Exercise task:
Write out all of the material below again, requests included, but shift every x and y coordinate in the answers up by 60.

[start of Data to use]

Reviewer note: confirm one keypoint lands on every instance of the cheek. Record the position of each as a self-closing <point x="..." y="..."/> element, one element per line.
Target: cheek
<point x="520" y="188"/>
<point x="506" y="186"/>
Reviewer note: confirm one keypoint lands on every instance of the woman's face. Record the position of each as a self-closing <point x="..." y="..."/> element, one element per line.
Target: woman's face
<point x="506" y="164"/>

[end of Data to use]

Solution for this exercise:
Reviewer note: confirm one keypoint lands on every instance of the cheek. Record the position of each as a self-closing <point x="..." y="..."/> element, one element per line.
Target: cheek
<point x="580" y="248"/>
<point x="566" y="246"/>
Reviewer note: confirm one keypoint lands on every instance of the woman's face. Record the position of each as a self-closing <point x="..." y="..."/> element, one element per line.
Target: woman's face
<point x="566" y="224"/>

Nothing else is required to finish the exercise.